What the task requires:
Read through the lines below and copy the ones holding the string "mound".

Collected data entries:
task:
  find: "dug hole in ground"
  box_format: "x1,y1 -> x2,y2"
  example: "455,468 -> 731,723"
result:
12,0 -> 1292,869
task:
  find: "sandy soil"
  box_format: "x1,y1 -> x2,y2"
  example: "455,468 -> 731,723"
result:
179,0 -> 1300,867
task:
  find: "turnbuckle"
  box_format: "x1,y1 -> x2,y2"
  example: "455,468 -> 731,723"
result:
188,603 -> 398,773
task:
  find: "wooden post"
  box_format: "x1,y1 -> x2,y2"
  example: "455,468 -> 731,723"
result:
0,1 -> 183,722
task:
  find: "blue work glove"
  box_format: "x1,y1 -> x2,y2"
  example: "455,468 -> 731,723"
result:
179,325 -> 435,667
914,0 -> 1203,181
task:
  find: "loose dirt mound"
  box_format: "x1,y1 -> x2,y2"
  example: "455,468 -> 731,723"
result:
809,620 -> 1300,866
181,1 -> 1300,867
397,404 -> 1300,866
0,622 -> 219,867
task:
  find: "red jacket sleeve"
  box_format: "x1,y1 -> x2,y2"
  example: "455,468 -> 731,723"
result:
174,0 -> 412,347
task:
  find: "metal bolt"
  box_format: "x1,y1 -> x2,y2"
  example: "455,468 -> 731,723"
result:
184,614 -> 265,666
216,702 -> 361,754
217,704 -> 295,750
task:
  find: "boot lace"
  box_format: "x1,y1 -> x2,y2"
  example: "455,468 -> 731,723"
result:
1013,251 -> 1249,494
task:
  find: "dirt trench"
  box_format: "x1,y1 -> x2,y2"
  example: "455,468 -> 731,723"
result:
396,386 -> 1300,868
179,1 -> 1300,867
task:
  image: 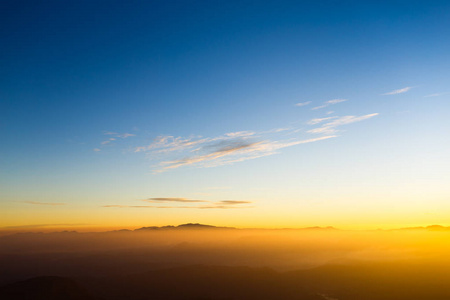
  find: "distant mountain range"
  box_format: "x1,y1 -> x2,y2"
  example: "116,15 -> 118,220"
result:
130,223 -> 340,232
395,225 -> 450,231
90,223 -> 450,233
3,223 -> 450,235
135,223 -> 235,231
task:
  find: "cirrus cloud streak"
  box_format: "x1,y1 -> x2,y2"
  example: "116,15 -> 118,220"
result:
307,113 -> 379,134
382,87 -> 412,95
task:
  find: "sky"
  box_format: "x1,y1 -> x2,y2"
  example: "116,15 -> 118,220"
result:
1,0 -> 450,230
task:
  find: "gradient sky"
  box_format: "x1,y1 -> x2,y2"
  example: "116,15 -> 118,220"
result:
1,0 -> 450,230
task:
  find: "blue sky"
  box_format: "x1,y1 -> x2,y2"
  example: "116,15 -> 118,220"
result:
1,0 -> 450,229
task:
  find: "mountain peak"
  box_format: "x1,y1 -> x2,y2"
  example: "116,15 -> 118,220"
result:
135,223 -> 234,231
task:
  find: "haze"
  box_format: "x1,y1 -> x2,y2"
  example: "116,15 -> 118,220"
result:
3,225 -> 450,299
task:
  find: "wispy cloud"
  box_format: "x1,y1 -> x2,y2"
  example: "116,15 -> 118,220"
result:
95,131 -> 136,151
103,204 -> 251,209
307,113 -> 379,134
263,127 -> 292,133
117,133 -> 135,138
326,99 -> 347,105
135,131 -> 257,154
120,103 -> 377,173
312,99 -> 347,110
135,135 -> 210,153
382,87 -> 412,95
217,200 -> 253,205
424,92 -> 446,98
103,131 -> 135,139
224,131 -> 255,137
153,136 -> 335,172
105,197 -> 253,209
144,197 -> 208,203
20,201 -> 66,206
295,101 -> 311,107
156,141 -> 263,171
307,117 -> 338,125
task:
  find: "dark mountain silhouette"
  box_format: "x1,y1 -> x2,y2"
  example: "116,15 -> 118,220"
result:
3,263 -> 450,300
135,223 -> 235,231
0,276 -> 100,300
177,223 -> 222,229
80,265 -> 323,300
397,224 -> 450,231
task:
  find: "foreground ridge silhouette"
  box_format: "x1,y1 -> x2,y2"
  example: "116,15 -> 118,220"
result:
0,276 -> 100,300
2,263 -> 450,300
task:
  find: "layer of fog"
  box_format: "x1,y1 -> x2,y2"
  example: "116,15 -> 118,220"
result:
2,227 -> 450,281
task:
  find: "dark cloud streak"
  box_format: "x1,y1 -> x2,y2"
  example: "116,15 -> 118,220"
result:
145,198 -> 209,203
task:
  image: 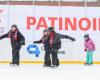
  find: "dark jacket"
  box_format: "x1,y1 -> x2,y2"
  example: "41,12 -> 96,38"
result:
51,32 -> 75,50
34,36 -> 50,50
0,30 -> 25,48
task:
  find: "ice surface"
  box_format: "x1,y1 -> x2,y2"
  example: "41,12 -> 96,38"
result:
0,64 -> 100,80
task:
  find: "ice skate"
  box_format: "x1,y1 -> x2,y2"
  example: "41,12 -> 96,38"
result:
84,63 -> 88,66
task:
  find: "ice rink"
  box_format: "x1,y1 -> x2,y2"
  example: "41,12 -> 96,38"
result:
0,64 -> 100,80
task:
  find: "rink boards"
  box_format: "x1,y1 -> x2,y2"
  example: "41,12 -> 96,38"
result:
0,5 -> 100,64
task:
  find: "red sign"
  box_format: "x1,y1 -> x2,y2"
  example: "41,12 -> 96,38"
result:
27,17 -> 100,31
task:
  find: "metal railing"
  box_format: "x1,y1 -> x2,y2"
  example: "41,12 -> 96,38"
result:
0,0 -> 98,2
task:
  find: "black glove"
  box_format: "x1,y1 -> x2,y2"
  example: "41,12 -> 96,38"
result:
70,37 -> 75,42
84,49 -> 87,52
33,41 -> 37,43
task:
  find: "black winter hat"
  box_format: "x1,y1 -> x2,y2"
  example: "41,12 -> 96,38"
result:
84,34 -> 89,38
48,27 -> 54,32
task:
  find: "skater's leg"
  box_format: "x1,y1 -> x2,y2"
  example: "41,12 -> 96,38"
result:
86,51 -> 89,64
51,50 -> 55,66
54,50 -> 59,67
14,45 -> 21,66
56,58 -> 59,67
44,49 -> 51,67
51,49 -> 59,67
15,49 -> 20,65
12,48 -> 16,64
88,51 -> 93,64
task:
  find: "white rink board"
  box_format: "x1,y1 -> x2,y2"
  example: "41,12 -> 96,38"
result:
0,5 -> 100,61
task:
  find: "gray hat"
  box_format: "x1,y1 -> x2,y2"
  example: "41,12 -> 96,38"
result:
11,24 -> 18,29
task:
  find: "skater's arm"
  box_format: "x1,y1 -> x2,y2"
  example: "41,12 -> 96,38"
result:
33,39 -> 42,44
33,36 -> 44,44
57,33 -> 76,41
0,33 -> 8,40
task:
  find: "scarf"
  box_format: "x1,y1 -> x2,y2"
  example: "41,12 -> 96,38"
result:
50,32 -> 54,47
8,30 -> 18,40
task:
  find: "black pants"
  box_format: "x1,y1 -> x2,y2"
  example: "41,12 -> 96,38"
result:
51,49 -> 59,66
44,48 -> 51,66
12,44 -> 21,65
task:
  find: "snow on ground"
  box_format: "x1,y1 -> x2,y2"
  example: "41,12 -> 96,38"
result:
0,64 -> 100,80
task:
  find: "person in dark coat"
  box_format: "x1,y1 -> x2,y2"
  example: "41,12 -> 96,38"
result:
47,27 -> 76,68
33,30 -> 51,67
0,24 -> 25,66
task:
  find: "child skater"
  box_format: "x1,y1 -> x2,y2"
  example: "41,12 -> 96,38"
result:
84,34 -> 96,65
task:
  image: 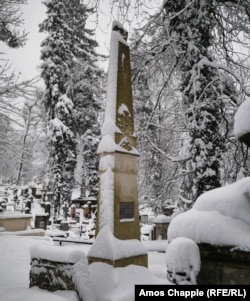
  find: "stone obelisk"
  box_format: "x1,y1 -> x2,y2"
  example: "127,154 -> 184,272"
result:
88,21 -> 147,268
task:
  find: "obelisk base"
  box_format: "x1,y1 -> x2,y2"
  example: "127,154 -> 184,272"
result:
88,227 -> 148,268
88,254 -> 148,268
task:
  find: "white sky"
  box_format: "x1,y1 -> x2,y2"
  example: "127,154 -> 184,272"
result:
1,0 -> 115,82
1,0 -> 46,81
1,0 -> 161,83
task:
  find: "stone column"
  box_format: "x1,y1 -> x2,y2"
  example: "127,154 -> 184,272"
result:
88,21 -> 147,268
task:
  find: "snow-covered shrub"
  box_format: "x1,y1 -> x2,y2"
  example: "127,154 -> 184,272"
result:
166,237 -> 200,285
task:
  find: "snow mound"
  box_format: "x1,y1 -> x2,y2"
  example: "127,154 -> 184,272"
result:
194,177 -> 250,225
234,98 -> 250,138
168,209 -> 250,249
89,262 -> 168,301
30,243 -> 85,263
166,237 -> 200,284
168,177 -> 250,250
73,256 -> 96,301
88,226 -> 147,261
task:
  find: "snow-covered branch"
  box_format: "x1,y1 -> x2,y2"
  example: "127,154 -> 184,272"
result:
146,135 -> 191,163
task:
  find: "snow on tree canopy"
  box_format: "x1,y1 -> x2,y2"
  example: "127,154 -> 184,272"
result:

Solution to this exercise:
  find: "loose dirt mound"
  find: "snow mound"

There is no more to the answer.